### 文本摘录
◆ ◆ ◆ ◆ ◆
通过采样来重建“真相”的一个缺点就是信息的失真,失真来自两方面,第一是信息丢失,第二是信息扭曲。
比如美国专利诉讼中经常会要确定发明具体是何时做出的问题,真相是发明人肯定是在某一个时间点前做出的发明,然而我们能得到的采样点通常非常稀疏,我们会找发明人当初的lab note,有的发明人天天记进度,有的则是想起来就记一笔,想不起来一个月也不写东西,有时候明明发明已经完成,但记的内容不够详细,没法显示权力要求的每个元素在当时的设计里都已经存在了,所以可能明明发明日比专利申请日早了半年呢,
因为采样点缺失,证据不足,可能导致无法证明更早的发明日,只能以申请日为准。
美国诉讼中无比宽泛和漫长的discovery(调查取证)就是帮助双方去收集重要的采样点。这里插一句,很多律师喜欢把discovery摊子铺的很大,以求得到最多的证据,如果有无限的预算来做discovery,那么这么做也没什么错,然而事实是discovery的付出通常是边际效用递减的,
每多砸一百万得到的采样点重要性越来越小
。信号处理理论告诉我们,采样点也不是越多就越能重现“真相”的,关键在于采样点的质量,更何况,我们在乎的并不是还原“真相”本身,而是得到有利于自己的判决。
◆ ◆ ◆ ◆ ◆
### 数据摘录
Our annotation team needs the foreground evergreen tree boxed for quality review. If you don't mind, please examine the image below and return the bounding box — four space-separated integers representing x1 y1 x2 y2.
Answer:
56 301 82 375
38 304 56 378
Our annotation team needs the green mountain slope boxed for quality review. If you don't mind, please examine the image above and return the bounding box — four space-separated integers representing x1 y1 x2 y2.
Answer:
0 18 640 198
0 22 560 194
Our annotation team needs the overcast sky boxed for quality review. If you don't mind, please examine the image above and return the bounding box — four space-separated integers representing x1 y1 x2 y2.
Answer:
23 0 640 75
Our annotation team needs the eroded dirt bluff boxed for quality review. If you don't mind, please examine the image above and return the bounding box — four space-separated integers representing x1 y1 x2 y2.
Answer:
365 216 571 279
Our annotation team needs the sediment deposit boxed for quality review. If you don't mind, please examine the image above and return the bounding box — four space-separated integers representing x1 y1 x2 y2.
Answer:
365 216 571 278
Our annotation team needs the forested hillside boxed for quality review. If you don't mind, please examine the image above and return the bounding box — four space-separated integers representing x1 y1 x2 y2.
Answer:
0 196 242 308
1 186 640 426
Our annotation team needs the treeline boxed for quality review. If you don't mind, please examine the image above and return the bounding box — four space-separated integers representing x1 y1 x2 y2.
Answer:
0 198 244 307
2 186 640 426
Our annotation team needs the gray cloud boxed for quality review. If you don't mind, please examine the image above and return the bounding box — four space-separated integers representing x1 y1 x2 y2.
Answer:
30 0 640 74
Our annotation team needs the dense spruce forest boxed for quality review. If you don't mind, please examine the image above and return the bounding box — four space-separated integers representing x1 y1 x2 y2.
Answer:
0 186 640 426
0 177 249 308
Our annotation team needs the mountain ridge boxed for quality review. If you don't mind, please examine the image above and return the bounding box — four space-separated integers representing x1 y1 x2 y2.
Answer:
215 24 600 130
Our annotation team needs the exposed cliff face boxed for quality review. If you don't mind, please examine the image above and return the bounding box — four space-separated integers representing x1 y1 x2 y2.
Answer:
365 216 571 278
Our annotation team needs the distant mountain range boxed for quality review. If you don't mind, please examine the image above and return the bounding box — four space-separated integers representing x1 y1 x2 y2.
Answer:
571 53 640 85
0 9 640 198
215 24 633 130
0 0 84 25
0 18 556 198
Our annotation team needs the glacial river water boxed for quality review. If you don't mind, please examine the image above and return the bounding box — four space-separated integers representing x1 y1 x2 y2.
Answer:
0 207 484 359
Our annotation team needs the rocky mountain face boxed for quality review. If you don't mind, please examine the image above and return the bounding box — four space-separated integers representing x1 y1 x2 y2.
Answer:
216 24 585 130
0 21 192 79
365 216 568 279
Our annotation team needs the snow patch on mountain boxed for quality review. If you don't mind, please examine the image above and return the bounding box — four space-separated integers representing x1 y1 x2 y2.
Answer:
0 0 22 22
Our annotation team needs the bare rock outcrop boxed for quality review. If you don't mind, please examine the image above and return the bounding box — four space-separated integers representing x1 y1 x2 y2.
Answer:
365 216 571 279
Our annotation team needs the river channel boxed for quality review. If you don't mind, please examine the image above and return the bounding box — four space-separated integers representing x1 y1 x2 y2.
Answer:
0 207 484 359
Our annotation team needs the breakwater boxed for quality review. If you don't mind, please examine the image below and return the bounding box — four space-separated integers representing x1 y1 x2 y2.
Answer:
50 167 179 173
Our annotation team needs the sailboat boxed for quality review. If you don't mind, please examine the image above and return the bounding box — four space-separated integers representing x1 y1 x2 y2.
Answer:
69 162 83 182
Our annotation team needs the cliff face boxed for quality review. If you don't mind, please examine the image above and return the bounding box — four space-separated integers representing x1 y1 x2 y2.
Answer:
◆ ◆ ◆ ◆ ◆
### 任务要求 1
统计条目中含有字符串“hillside”的行数，区分大小写，只写出数字。
### 任务要求 2
从最后一句之后接着写那篇讲采样与美国诉讼取证的短文。

### 任务输出 1
1

### 任务输出 2
2.把证据传递给陪审团(Presenting Evidence to the Jury)- 传输模块(Transmission Module)
之前介绍的Jury trial的重头戏就是向陪审团传递证据,从opening statement到closing argument,证据以证人证物的形式,在律师的导演下,传输给陪审团。